* **WHAT TO PRODUCE**
Set down each line of the data below exactly as it stands, dropping the pictures.

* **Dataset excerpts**
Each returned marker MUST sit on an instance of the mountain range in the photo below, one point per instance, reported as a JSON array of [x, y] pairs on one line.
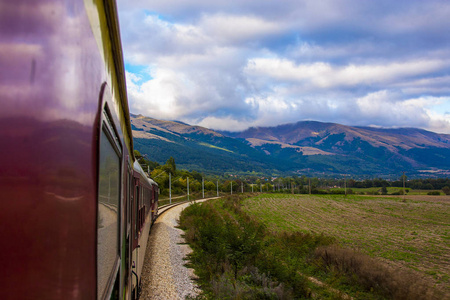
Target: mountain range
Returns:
[[307, 147]]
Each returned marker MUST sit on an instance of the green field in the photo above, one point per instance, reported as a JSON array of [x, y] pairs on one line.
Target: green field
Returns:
[[412, 233]]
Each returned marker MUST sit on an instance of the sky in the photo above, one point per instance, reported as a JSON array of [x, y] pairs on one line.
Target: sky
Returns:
[[230, 65]]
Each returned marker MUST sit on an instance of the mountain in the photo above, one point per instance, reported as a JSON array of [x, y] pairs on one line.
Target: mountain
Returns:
[[303, 147]]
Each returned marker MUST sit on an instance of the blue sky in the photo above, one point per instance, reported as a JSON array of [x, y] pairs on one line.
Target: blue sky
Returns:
[[230, 65]]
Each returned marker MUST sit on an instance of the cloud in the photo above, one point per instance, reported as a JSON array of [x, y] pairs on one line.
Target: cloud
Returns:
[[325, 75]]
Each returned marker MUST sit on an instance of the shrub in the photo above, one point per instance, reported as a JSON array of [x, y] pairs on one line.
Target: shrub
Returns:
[[373, 275], [434, 193]]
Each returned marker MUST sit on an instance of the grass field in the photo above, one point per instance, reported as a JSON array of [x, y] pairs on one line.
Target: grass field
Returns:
[[411, 233]]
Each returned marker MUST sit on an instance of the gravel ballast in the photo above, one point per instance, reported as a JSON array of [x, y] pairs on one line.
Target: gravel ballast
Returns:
[[164, 275]]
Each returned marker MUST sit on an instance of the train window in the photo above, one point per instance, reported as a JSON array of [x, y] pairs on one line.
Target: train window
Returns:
[[108, 209]]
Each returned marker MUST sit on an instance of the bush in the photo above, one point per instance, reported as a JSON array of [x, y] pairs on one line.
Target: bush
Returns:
[[373, 275], [434, 193]]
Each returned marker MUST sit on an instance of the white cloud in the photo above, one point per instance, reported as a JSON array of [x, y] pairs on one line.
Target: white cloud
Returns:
[[261, 63], [325, 75]]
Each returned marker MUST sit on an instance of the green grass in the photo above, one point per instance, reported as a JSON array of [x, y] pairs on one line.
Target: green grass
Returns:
[[406, 233]]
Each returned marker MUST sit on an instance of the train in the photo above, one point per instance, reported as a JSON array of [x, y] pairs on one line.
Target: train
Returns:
[[76, 208]]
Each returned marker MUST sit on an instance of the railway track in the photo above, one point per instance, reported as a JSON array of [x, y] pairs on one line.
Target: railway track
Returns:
[[164, 275]]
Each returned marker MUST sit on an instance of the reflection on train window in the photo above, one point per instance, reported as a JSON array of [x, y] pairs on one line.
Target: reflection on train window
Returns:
[[108, 211]]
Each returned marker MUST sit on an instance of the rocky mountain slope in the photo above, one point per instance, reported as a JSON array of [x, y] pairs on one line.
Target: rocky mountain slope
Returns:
[[303, 147]]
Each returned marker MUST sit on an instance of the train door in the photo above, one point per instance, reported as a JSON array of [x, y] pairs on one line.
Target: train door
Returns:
[[108, 203], [135, 236], [128, 233]]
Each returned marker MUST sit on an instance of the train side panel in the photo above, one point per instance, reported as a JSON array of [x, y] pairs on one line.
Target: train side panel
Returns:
[[60, 64]]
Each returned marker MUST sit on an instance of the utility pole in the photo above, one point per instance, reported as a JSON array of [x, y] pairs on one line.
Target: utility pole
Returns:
[[404, 191], [309, 185], [345, 185]]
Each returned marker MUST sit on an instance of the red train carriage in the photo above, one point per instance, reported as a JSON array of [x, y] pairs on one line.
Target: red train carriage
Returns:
[[74, 207]]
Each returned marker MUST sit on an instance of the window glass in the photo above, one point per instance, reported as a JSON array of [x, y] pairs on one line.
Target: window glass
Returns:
[[108, 212]]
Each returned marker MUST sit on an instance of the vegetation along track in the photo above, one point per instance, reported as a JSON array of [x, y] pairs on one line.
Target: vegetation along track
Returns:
[[411, 233]]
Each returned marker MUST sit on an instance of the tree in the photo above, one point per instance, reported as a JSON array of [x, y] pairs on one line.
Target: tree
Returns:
[[171, 164]]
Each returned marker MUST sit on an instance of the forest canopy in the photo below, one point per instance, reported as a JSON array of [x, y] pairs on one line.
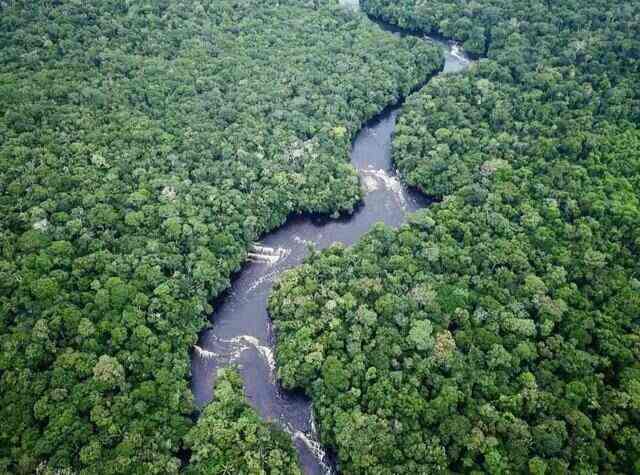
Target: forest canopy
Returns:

* **RESPONSE**
Each returned marker MUST sit on an instance of the mountain range in the photo below, one point per instance, reported as a JSON array of [x, y] pairs on one line.
Target: mountain range
Returns:
[[307, 147]]
Each returned marker MUST sit on an instance of the green field in the photo above, one point per instance, reported as a JSON array of [x, y] pairs on one line.
Target: green field
Returns:
[[412, 233]]
Each returned marker MUST sit on an instance of the sky in the photo above, one point per instance, reported as a JSON array of [x, y] pairs on one line.
Target: sky
Returns:
[[230, 65]]
Each returned marker MUST sit on an instance of the mountain in the photo above, one point per instance, reported as a JSON array of [x, y] pairs on one line.
Target: mountain
Returns:
[[303, 147]]
Each returned marker MUST sit on an instance of the blue sky in the photo above, one point per instance, reported as a JSON array of [x, y] pairs on one line.
Target: blue sky
Returns:
[[230, 65]]
Each returned marker MUST sit on an instance of the cloud in the photo above, one point per instance, reported as a JSON array of [x, y] pairs on one line.
Target: cloud
Returns:
[[325, 75]]
Each returned marker MUST sit on an instance of the shrub in the photo above, one point per instance, reported as a JSON array of [x, y] pairs on one line.
Target: shrub
Returns:
[[373, 275], [434, 193]]
Each returned marker MUST sit on an instance of the grass field in the photo above, one point per instance, reported as a JSON array of [x, y] pairs on one line.
Target: grass field
Returns:
[[411, 233]]
Each returned marker MUST sit on an instance of the gravel ballast in the photo above, one point per instance, reported as a JSON array of [x, y] pairs on one line.
Target: gravel ballast
Returns:
[[164, 275]]
Each returned marker MUST sit on an instance of the train window in the photo above, one point per instance, reported as a JSON array of [x, y] pairs on one line.
Target: train window
Returns:
[[108, 209]]
Each returned marker MUST sit on an instance of the bush in the photo above, one point per instance, reported as a JSON array of [x, y] pairs on one line.
Target: bush
Returns:
[[373, 275], [434, 193]]
Each returned marker MUST sit on an instance of the white cloud in the photo above, one point per instance, reported as a JSON array of [x, y] pairs on one line.
Target: white cloud
Returns:
[[261, 63], [325, 75]]
Each returned marker MUST sit on an instance of the green grass in the photo above, one point per instance, reported as a JSON array of [x, y] pairs on one line.
Target: green grass
Returns:
[[406, 233]]
Each returned marker MUST sit on an instance of the train in the photo above, one point per instance, reported as a JSON array of [x, y] pairs on one line.
Target: train
Returns:
[[76, 208]]
Each returned marker MUST sit on an instance of the railway track in the photo above, one point per instance, reported as a JSON array of [x, y] pairs on one line.
Target: railway track
Returns:
[[164, 275]]
Each returned marker MUST sit on an instance of the reflection on train window in the photo above, one point per instance, reported as a JSON array of [x, y] pairs on one line.
Target: reflection on train window
Returns:
[[108, 211]]
Each returned marker MUST sit on an instance of the rocky mountain slope in the photo above, one point per instance, reported as a JSON array of [x, y] pairs on one line.
Target: rocky mountain slope
Returns:
[[303, 147]]
Each returned marker MUST sit on an instance of the train door in the photo above, one point per instance, reported as a JSON array of [x, y] pairs on one line.
Target: train door
Returns:
[[108, 203], [135, 236], [128, 233]]
Each returned marker MUST sit on an instance of the train side panel in the photo above, one point per instance, reported as a JSON array of [x, y] pairs on one line.
Target: train side panel
Returns:
[[60, 64]]
Each returned marker MUST sit on an instance of the utility pole in the photo above, one point per instance, reported as a JSON array of [x, y] pairs on one line.
Target: utility pole
Returns:
[[404, 191], [309, 185], [345, 185]]
Each returned marker MUST sit on an instance of the red train carriage in the photo above, one point per instance, reported as a JSON array of [x, y] pairs on one line.
Target: red train carriage
Returns:
[[74, 207]]
Each returned marker MUST sit on an instance of the window glass in the photo above, one point per instance, reported as a JSON array of [x, y] pairs on one line.
Target: window glass
Returns:
[[108, 212]]
Each returned marker MUST sit on an instance of the vegetation along track in the photo above, one point per instance, reported as a JSON array of [x, y] pairs on one line.
Target: vegetation along track
Returns:
[[411, 233]]
Each returned marker MUST sit on an instance of the tree in the photo above, one point per instance, reported as a JSON array of [x, y] pairs on one line.
Target: tree
Returns:
[[171, 164]]
Each returned marker MUST sit on an instance of the forest canopy in the photo below, one point per instance, reported as a JSON array of [x, y] pairs on one line.
Target: forest canopy
Returns:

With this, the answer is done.